## Dokumenttext
● ● ● ● ●

Was alles neues von oben gekommen ist, bemerke ich bei dieser Reise nach Istanbul vor allem an enorm vieler neuer Bautätigkeit und an den vielen neuen Kameras auf dem Taksimplatz. Auch die Inflation ist wieder weiter vorangeschritten, für einen Euro bekam ich bei meiner letzten Reise im Februar noch 32 Lira, jetzt sind es schon fast 38 Lira und ein Ende ist nicht abzusehen.

Straßenhunde sehe ich in Istanbul eigentlich nur noch selten. Die paar friedlichen alten und meist sehr dicken Gesellen, die ich von meinen letzten Besuchen kannte, liegen nicht mehr auf ihren Stammplätzen. Sind sie alle schon eingefangen worden? Sevgi sagt nein, aber mir fällt schon auf, dass es weniger Hunde und dass es auch weniger Katzen sind als in den letzten Jahren, und das, obwohl Katzen doch bei den islamischen Menschen einen sehr viel besseren Ruf haben als Hunde.

● ● ● ● ●

Eine Folge von Zeilen
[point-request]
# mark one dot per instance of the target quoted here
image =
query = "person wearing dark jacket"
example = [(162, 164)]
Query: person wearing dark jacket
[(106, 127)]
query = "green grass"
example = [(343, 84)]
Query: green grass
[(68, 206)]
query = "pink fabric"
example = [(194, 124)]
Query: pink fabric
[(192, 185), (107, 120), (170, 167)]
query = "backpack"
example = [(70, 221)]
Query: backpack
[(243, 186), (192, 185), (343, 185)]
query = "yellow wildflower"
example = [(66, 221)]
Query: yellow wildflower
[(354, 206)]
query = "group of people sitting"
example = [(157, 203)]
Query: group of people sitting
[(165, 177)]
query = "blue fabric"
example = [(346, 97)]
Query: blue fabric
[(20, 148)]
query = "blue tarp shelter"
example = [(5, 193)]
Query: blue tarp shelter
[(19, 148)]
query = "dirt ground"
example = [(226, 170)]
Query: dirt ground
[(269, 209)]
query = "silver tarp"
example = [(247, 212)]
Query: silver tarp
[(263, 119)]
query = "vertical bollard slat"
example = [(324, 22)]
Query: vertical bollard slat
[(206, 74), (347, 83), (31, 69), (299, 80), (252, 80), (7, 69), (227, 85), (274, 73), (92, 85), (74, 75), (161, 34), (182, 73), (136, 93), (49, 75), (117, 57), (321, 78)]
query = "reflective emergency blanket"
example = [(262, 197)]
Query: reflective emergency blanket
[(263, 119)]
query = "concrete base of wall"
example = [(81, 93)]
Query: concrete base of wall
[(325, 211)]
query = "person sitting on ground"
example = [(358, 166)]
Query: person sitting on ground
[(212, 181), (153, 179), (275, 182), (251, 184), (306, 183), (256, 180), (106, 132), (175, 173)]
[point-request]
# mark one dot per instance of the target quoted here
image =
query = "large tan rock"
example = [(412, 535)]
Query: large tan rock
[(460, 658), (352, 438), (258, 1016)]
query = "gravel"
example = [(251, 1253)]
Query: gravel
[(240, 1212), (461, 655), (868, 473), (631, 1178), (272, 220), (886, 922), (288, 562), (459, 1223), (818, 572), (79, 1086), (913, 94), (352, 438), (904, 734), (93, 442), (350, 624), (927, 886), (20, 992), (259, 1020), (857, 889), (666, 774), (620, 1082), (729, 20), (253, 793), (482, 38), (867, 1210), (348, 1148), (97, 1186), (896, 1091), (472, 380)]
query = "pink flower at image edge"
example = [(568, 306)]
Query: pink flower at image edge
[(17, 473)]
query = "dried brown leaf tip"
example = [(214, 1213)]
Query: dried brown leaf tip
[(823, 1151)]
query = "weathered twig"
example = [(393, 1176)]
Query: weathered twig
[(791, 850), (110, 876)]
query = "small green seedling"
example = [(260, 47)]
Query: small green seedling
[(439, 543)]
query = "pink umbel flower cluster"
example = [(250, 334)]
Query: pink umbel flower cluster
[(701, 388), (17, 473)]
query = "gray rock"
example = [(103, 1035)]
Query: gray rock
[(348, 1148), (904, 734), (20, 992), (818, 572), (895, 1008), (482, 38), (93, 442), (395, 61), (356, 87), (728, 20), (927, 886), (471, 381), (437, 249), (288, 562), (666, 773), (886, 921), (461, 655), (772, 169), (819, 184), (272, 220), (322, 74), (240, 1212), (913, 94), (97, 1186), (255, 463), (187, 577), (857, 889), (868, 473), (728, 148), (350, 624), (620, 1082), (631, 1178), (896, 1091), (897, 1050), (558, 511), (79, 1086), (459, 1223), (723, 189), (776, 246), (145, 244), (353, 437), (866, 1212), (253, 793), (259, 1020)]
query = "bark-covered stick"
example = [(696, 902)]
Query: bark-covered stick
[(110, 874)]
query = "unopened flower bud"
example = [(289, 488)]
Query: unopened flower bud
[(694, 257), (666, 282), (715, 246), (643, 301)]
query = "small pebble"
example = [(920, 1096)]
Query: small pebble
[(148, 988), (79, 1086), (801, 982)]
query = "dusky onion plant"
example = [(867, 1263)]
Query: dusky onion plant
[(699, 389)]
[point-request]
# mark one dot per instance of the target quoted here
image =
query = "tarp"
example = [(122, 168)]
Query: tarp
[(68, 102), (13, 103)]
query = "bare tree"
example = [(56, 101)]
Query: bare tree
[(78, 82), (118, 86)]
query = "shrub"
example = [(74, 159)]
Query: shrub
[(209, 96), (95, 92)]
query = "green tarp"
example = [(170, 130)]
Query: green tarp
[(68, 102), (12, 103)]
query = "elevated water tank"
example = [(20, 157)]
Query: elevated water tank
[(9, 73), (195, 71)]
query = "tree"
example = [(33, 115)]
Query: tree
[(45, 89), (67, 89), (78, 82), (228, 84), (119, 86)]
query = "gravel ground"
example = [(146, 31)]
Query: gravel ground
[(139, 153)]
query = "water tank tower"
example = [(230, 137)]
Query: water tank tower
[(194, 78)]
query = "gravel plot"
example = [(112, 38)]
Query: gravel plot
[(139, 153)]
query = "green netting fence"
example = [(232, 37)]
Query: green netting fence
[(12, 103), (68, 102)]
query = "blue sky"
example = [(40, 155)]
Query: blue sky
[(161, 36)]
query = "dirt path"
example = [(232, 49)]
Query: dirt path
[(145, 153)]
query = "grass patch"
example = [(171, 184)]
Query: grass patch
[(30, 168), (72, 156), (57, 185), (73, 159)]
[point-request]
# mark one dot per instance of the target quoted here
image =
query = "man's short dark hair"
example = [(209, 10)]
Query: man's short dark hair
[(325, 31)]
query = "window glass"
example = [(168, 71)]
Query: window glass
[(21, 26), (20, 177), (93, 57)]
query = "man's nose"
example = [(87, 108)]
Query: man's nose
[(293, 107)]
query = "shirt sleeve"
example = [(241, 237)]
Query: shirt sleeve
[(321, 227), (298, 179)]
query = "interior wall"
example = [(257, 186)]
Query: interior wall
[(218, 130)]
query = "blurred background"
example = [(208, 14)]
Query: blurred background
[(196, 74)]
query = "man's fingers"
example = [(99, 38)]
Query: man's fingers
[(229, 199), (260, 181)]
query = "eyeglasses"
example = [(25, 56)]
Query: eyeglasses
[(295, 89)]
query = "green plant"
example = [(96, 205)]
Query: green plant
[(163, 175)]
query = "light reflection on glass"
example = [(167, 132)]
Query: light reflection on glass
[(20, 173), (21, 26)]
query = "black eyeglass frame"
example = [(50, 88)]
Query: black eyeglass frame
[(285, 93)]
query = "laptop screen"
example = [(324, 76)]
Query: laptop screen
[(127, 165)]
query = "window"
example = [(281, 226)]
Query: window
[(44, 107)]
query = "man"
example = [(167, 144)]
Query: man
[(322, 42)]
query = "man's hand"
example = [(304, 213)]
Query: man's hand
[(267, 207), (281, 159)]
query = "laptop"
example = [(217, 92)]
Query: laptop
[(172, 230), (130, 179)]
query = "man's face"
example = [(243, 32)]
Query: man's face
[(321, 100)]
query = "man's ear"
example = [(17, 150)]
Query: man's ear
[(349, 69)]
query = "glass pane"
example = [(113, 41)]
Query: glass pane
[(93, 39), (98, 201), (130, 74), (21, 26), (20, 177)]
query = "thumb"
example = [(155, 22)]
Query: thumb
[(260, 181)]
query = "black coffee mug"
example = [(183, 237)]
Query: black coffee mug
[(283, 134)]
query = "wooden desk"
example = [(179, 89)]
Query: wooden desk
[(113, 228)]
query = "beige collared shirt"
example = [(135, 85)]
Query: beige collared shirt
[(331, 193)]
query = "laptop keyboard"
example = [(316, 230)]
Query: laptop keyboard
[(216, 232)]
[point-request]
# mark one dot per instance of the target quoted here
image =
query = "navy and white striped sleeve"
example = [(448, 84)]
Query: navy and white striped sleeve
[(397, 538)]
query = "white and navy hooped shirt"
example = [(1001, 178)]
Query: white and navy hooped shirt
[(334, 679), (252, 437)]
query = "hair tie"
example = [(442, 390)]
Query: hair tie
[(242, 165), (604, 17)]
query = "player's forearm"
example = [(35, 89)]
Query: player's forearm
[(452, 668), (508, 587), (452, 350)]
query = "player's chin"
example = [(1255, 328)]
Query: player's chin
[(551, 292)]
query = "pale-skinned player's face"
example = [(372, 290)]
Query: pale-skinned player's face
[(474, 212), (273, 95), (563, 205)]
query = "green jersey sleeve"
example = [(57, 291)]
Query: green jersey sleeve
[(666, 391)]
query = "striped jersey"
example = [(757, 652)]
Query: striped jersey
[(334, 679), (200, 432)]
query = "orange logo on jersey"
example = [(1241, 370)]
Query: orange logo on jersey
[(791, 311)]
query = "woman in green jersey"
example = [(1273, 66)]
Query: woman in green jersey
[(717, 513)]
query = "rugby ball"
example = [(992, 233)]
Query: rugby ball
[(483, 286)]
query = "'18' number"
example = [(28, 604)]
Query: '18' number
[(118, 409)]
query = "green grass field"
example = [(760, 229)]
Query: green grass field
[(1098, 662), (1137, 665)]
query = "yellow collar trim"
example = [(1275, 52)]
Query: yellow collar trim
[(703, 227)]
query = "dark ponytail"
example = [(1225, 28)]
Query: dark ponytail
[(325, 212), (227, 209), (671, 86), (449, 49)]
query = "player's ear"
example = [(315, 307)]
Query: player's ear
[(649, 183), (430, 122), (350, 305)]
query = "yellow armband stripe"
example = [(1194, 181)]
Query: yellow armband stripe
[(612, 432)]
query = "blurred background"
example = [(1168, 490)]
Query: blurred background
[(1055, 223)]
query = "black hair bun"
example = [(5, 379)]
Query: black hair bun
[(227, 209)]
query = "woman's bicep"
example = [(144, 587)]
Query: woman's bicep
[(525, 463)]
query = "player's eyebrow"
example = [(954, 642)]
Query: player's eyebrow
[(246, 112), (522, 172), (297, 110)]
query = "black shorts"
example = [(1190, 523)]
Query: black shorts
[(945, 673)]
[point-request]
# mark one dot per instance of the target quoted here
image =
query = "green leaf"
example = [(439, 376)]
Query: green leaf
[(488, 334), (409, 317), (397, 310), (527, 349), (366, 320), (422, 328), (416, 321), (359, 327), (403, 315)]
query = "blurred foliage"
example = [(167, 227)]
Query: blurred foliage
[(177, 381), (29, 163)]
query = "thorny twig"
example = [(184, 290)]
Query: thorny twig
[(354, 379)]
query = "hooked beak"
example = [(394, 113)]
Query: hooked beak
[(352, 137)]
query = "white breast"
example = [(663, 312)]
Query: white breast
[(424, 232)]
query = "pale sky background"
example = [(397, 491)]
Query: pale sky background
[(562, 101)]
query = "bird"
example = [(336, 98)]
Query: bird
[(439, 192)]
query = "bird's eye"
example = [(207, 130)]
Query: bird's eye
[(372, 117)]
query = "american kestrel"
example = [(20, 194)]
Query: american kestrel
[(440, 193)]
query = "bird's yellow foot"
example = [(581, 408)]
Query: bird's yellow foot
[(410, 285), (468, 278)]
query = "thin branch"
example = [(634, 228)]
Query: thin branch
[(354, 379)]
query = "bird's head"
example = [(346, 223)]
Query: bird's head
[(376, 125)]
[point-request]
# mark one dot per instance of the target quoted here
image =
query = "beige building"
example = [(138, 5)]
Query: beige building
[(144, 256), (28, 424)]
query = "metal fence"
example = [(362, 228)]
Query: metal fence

● ● ● ● ●

## Arbeitsanweisung
Welchen Wechselkurs nennt der Text über die Istanbul-Reise für einen Euro bei der vorherigen Reise im Februar? Die Zeilen werden für die Bearbeitung nicht benötigt.

## Die Lösung
32 Lira für einen Euro.